* [STATED PROBLEM 1]: In the passage on auditor ratification, restate the paragraph beginning "As discussed in more detail below" as a short bulleted list that keeps its main facts.
* [STATED PROBLEM 2]: Duplicate the rows verbatim, from the first line of the rows up to and including the line containing "94], [154, 93]]".

* [READING PASSAGE]:
◇ ◇ ◇ ◇ ◇

The Board recommends a vote “FOR” the ratification of the appointment of Deloitte as the Company’s independent registered public accounting firm for fiscal 2019.

As discussed in more detail below, the Audit and Finance Committee recently conducted a competitive process to determine our independent registered public accounting firm for fiscal 2019. Following the review and evaluation of proposals, the Audit and Finance Committee approved the engagement of Deloitte. The Board believes that the engagement of Deloitte as our independent registered public accounting firm for fiscal 2019 is in the best interests of shareholders and is submitting the appointment of Deloitte to our shareholders for ratification as a matter of good corporate governance.

◇ ◇ ◇ ◇ ◇

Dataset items
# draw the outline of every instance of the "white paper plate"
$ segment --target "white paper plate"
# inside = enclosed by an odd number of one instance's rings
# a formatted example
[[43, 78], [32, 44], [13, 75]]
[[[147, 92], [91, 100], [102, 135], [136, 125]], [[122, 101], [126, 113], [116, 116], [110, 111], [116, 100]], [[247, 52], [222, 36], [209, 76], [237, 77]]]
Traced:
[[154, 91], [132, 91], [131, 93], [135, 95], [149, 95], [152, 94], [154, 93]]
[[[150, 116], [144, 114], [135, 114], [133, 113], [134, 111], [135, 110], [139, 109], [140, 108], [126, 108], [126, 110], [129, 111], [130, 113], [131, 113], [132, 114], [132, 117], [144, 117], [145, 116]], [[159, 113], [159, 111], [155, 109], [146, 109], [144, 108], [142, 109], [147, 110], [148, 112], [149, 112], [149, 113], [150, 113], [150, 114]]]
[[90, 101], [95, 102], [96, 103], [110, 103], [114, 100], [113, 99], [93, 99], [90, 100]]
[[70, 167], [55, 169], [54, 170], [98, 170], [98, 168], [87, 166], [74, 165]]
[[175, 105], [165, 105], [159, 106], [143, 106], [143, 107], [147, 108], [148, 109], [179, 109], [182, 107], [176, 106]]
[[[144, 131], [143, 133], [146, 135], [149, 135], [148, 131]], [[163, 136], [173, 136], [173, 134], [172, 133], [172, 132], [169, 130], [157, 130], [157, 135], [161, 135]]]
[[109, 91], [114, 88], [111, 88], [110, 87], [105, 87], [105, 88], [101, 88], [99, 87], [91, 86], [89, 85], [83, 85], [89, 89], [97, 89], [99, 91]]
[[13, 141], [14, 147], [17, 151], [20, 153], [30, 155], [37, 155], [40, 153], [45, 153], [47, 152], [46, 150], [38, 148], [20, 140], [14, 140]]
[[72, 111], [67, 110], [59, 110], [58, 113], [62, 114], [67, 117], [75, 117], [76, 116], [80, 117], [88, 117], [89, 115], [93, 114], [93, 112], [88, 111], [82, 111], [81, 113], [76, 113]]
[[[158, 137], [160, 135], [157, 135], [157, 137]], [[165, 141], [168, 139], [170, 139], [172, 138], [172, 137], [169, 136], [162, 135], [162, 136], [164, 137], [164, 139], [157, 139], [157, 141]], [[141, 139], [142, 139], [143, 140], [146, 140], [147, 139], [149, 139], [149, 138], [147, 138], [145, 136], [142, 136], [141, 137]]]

◇ ◇ ◇ ◇ ◇

* [SOLUTION 1]:
- The Audit and Finance Committee recently ran a competitive process to select the independent registered public accounting firm for fiscal 2019.
- After reviewing and evaluating proposals, the committee approved engaging Deloitte.
- The Board considers this engagement in shareholders' best interests.
- As a matter of good corporate governance, the Board is submitting Deloitte's appointment to shareholders for ratification.

* [SOLUTION 2]:
# draw the outline of every instance of the "white paper plate"
$ segment --target "white paper plate"
# inside = enclosed by an odd number of one instance's rings
# a formatted example
[[43, 78], [32, 44], [13, 75]]
[[[147, 92], [91, 100], [102, 135], [136, 125]], [[122, 101], [126, 113], [116, 116], [110, 111], [116, 100]], [[247, 52], [222, 36], [209, 76], [237, 77]]]
Traced:
[[154, 91], [132, 91], [131, 93], [135, 95], [149, 95], [152, 94], [154, 93]]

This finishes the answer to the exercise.